Modeling decades of muscle atrophy in weeks with new transgenic zebrafish

As people age, muscles naturally lose mass and strength, a condition known as sarcopenia. The decline can make everyday activities harder and increases the risk of falls, disability, and early death. At the moment, the best defense is regular exercise throughout our lives, as effective treatments to slow or prevent muscle atrophy are limited. Progress has been slowed in part because in most vertebrates, aging unfolds over many years, making it difficult for biomedical researchers to study quickly in the laboratory.

Now, MDI Biological Laboratory Associate Professor Romain Madelaine, Ph.D., and his research team in the Kathryn W. Davis Center for Regenerative Biology and Aging have established a new comparative model that dramatically speeds up the process of muscle loss in the zebrafish. Small, transparent, and easily managed for research, the zebrafish relies on many of the same genes and molecular pathways that drive human muscle growth, degeneration, and repair. The paper is published in the journal PLOS Genetics.

By accelerating the muscle-aging process in an animal whose musculoskeletal systems mimic humans’ in many respects, the international team has created a powerful new platform for research on sarcopenia and the search for therapeutic interventions.

The researchers could switch on the expression of a single gene in the fish, Atrogin-1, that in humans and other mammals is known to play a significant role in muscle atrophy. They dubbed the animal the “atrofish.”

When Atrogin-1 is activated in skeletal muscle, the fish rapidly develops key features seen in aging humans: thinning muscle fibers, loss of strength, and reduced movement. Processes that normally take years in humans—and years even in naturally aging fish—can now be studied in days to weeks.

“Studies of aging mechanisms have been historically slow because of the unavoidable amount of time required for natural biological aging in animal models,” Madelaine says. “Our work shows that we can rapidly model key molecular and cellular processes associated with muscle aging in zebrafish, paving the way for faster discovery and testing of drugs to slow or potentially prevent sarcopenia.”

§ §

Task item
In the article on zebrafish muscle atrophy, what name did the researchers give to the fish in which they could switch on Atrogin-1?

Provided data
§ §

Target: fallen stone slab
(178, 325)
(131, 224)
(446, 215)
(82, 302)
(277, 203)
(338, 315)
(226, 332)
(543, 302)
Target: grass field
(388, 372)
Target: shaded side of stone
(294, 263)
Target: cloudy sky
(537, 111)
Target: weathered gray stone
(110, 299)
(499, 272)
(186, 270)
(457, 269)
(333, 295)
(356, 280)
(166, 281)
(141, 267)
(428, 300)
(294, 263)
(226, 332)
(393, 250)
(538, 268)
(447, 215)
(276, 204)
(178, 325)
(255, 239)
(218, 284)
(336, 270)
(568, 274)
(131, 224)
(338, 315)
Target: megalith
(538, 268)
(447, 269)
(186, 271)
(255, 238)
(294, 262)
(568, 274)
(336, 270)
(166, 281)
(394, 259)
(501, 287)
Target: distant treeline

§ §

Your response
They called it the "atrofish."